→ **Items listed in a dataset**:
——
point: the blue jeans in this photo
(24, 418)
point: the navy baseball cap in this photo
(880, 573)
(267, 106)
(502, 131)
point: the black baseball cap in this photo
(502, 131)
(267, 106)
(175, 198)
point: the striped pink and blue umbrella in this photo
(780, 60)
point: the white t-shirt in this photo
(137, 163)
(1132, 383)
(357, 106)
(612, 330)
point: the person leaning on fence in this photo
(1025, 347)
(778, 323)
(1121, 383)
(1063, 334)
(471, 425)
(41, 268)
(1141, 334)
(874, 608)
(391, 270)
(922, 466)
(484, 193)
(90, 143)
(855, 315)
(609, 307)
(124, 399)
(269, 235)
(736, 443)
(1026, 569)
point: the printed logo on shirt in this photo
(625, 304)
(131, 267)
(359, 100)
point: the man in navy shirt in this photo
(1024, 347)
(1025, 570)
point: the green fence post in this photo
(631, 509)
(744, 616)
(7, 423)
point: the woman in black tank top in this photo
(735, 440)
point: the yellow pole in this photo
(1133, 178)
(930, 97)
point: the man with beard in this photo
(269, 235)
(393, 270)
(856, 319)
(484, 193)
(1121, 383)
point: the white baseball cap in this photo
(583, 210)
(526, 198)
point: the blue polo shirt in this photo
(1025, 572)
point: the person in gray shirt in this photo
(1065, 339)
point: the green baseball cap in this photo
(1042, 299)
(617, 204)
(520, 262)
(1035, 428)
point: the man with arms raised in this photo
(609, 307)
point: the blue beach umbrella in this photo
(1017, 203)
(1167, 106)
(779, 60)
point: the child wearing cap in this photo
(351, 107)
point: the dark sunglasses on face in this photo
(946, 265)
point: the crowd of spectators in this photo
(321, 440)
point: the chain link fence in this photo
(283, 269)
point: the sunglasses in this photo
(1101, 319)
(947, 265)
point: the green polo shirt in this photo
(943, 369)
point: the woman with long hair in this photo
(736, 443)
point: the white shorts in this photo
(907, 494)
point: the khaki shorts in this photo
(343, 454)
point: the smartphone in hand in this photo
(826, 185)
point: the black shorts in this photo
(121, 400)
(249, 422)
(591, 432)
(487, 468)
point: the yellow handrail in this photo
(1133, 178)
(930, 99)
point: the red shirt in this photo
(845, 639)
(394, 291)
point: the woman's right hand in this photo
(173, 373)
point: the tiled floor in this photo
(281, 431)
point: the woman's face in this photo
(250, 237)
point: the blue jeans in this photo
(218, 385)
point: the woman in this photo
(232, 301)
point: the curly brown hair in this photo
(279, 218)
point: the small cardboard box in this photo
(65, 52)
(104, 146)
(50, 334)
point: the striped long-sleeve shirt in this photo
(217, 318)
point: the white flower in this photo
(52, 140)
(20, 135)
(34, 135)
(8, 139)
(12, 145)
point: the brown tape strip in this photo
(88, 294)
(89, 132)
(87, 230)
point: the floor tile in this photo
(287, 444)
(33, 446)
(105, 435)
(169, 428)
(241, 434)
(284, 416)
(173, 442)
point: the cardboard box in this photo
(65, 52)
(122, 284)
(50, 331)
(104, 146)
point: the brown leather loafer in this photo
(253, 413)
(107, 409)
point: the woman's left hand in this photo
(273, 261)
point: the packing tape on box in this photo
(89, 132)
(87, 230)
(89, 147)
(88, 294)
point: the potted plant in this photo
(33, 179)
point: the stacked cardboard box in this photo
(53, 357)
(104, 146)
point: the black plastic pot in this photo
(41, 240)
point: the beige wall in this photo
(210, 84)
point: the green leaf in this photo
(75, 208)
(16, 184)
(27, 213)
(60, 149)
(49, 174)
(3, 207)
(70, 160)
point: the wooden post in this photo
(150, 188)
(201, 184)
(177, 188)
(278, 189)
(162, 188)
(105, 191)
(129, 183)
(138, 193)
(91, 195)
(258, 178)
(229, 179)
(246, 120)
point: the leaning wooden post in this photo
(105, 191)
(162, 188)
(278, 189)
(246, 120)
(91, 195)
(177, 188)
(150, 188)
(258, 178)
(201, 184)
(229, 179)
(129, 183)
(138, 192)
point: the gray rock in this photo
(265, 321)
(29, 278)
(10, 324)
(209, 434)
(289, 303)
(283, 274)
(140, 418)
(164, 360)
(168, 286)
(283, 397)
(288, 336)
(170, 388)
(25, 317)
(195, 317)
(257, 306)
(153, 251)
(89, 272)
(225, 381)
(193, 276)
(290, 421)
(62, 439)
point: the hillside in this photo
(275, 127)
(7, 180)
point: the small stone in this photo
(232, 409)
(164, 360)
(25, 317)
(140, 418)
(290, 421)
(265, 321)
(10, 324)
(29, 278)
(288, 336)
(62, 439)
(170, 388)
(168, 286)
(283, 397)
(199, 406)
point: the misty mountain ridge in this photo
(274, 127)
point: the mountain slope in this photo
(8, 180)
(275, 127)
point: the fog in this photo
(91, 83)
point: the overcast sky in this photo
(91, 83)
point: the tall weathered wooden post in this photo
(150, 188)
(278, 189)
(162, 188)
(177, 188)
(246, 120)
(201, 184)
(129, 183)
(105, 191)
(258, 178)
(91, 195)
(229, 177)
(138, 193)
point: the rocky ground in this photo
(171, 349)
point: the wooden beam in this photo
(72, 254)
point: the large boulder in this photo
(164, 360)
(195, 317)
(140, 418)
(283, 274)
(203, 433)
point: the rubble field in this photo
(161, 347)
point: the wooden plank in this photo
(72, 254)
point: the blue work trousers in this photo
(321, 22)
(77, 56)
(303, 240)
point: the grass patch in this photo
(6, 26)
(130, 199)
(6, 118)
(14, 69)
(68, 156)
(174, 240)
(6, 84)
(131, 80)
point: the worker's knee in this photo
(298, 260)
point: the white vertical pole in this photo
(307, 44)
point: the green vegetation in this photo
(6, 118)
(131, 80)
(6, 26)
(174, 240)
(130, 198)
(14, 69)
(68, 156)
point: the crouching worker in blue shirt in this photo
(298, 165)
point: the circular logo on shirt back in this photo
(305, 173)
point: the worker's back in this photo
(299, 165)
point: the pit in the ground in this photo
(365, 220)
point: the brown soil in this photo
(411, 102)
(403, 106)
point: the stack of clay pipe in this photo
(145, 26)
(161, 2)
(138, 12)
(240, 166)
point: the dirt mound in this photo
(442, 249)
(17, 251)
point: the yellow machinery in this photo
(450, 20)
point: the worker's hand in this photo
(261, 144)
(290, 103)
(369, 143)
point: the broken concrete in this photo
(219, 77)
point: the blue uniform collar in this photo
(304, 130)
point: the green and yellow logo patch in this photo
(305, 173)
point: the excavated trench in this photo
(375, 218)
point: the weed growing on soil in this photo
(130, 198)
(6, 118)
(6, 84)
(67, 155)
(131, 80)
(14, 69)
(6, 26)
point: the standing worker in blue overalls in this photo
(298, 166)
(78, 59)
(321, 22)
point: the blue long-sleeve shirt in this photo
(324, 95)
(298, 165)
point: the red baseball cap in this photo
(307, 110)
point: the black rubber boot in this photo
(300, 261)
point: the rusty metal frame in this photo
——
Return the lines above, from the one containing "point: the standing" to the end, exactly as they stand.

point: the standing worker in blue overalls in this photo
(298, 166)
(78, 59)
(321, 22)
point: the blue long-sleeve shirt in this photo
(324, 95)
(298, 165)
point: the red baseball cap in this photo
(307, 110)
point: the black rubber boot in this photo
(300, 261)
point: the rusty metal frame in this photo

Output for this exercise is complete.